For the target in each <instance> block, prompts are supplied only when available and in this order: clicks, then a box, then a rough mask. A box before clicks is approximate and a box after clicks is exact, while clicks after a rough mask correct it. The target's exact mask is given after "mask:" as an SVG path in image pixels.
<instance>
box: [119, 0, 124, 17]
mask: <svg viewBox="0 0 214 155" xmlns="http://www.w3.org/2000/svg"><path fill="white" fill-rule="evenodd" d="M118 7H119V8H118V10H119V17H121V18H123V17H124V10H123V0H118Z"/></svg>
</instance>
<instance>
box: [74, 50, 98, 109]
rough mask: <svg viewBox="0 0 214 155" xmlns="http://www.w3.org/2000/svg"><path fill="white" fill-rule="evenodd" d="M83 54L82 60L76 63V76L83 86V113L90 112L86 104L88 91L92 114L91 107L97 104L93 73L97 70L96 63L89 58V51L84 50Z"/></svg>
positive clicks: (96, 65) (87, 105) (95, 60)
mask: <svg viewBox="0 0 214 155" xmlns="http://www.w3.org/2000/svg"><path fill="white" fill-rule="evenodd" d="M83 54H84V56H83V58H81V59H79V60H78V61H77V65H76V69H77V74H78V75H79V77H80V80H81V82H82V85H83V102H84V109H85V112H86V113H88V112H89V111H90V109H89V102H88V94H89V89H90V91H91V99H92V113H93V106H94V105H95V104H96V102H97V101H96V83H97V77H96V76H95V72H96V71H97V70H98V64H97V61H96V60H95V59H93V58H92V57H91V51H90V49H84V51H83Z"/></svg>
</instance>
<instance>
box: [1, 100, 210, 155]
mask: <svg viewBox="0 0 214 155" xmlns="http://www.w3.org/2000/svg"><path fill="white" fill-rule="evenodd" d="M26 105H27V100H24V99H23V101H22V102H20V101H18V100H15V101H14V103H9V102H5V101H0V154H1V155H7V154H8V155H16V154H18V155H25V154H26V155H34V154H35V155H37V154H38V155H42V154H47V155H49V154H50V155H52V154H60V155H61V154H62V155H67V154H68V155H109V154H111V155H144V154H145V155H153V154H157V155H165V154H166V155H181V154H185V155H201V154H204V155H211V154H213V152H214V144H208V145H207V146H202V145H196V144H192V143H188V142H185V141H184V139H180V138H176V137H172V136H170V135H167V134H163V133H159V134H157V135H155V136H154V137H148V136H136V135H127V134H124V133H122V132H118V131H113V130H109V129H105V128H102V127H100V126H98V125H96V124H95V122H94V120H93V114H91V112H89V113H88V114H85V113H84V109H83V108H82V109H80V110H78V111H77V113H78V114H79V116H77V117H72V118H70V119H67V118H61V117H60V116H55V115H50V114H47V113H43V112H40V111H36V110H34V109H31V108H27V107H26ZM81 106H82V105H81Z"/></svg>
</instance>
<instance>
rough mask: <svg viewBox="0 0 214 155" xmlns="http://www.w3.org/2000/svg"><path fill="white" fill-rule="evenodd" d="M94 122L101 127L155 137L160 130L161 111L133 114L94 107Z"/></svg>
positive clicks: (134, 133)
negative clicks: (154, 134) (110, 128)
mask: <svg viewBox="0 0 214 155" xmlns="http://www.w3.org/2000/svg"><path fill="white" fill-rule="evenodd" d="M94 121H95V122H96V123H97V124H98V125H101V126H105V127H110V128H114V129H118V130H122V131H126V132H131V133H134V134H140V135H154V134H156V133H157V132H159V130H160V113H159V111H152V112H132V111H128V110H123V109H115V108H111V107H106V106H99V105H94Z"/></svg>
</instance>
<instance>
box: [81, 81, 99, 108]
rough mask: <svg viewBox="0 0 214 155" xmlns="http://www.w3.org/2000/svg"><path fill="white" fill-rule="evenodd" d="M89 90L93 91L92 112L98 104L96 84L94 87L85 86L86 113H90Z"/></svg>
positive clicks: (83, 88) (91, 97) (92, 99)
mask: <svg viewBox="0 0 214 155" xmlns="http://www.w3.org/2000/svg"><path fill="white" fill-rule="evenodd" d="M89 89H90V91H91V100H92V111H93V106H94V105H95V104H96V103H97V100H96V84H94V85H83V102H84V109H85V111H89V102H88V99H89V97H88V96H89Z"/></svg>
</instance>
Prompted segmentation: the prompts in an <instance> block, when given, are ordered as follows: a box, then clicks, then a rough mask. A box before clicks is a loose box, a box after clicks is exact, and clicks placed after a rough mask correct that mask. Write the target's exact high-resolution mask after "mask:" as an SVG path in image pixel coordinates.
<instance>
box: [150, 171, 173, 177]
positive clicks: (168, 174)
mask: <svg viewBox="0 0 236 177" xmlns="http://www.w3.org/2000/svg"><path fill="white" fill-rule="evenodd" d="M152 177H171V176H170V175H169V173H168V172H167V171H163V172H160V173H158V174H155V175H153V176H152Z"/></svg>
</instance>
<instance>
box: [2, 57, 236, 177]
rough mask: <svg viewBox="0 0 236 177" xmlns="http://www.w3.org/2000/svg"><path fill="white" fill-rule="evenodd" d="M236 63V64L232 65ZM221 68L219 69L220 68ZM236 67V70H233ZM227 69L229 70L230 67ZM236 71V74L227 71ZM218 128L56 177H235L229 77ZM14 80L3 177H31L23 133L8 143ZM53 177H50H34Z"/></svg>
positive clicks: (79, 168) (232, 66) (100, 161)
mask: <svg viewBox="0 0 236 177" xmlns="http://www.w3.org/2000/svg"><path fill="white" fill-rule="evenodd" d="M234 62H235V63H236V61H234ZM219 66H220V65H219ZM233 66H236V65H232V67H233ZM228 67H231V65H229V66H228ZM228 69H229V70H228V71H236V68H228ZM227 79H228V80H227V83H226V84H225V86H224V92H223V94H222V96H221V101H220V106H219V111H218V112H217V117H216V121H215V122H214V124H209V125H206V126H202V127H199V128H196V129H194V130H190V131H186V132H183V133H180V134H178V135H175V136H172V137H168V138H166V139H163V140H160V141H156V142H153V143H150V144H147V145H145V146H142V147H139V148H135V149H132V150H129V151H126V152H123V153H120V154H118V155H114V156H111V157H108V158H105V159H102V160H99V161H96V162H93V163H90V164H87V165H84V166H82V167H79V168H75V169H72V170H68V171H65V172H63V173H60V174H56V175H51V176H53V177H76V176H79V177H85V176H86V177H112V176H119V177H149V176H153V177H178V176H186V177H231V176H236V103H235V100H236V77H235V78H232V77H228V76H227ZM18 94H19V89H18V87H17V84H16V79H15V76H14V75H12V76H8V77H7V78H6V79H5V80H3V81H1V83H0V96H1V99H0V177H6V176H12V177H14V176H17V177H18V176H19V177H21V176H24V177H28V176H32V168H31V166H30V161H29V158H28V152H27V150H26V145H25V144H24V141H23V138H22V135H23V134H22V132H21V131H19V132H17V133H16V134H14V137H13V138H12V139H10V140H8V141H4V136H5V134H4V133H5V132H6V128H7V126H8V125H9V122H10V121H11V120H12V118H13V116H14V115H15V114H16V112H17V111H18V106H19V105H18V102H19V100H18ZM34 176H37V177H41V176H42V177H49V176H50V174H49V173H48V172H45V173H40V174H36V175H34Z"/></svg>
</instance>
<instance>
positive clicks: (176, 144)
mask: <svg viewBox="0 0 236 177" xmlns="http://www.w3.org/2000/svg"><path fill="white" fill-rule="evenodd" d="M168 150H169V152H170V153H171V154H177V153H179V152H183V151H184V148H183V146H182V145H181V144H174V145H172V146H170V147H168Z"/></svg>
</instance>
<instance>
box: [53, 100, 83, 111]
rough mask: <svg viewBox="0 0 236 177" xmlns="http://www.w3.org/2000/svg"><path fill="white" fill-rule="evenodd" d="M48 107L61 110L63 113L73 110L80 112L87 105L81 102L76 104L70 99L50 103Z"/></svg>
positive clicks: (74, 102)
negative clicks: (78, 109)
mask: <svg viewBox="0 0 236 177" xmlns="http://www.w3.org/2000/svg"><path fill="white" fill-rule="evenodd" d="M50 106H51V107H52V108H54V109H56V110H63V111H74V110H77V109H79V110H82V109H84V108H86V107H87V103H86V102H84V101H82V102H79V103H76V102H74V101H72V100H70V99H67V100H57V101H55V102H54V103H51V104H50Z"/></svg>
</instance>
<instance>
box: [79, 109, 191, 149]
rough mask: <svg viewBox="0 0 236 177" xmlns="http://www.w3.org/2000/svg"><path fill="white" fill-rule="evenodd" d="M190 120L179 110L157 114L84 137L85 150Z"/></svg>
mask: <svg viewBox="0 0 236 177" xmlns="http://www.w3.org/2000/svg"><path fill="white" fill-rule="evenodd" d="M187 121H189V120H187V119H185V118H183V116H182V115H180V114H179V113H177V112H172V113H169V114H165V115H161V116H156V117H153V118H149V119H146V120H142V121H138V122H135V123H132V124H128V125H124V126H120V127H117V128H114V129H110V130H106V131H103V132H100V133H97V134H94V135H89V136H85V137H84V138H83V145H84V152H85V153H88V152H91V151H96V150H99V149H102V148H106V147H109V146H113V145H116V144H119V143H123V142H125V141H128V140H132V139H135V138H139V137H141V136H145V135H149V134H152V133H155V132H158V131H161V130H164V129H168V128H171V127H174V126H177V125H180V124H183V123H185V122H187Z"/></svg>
########################################
## Task objective:
Write the lines from the one containing "negative clicks: (78, 109)" through the end of the items as a JSON list of strings, one string per line, leaving out any blank lines.

## Your solution:
[
  "negative clicks: (78, 109)",
  "mask: <svg viewBox=\"0 0 236 177\" xmlns=\"http://www.w3.org/2000/svg\"><path fill=\"white\" fill-rule=\"evenodd\" d=\"M50 106H51V107H52V108H54V109H56V110H63V111H74V110H77V109H79V110H82V109H84V108H86V107H87V103H86V102H84V101H82V102H79V103H76V102H74V101H72V100H70V99H67V100H57V101H55V102H54V103H51V104H50Z\"/></svg>",
  "</instance>",
  "<instance>",
  "box: [79, 109, 191, 149]",
  "rough mask: <svg viewBox=\"0 0 236 177\" xmlns=\"http://www.w3.org/2000/svg\"><path fill=\"white\" fill-rule=\"evenodd\" d=\"M190 120L179 110L157 114L84 137L85 150Z\"/></svg>",
  "mask: <svg viewBox=\"0 0 236 177\" xmlns=\"http://www.w3.org/2000/svg\"><path fill=\"white\" fill-rule=\"evenodd\" d=\"M187 121H189V120H187V119H185V118H183V116H182V115H180V114H179V113H177V112H172V113H169V114H165V115H161V116H156V117H153V118H149V119H146V120H142V121H138V122H135V123H132V124H128V125H124V126H120V127H117V128H114V129H110V130H106V131H103V132H100V133H97V134H94V135H89V136H85V137H84V138H83V145H84V152H85V153H88V152H91V151H96V150H99V149H102V148H106V147H109V146H113V145H116V144H119V143H123V142H125V141H128V140H132V139H135V138H139V137H141V136H145V135H149V134H152V133H155V132H158V131H161V130H164V129H168V128H171V127H174V126H177V125H180V124H183V123H185V122H187Z\"/></svg>"
]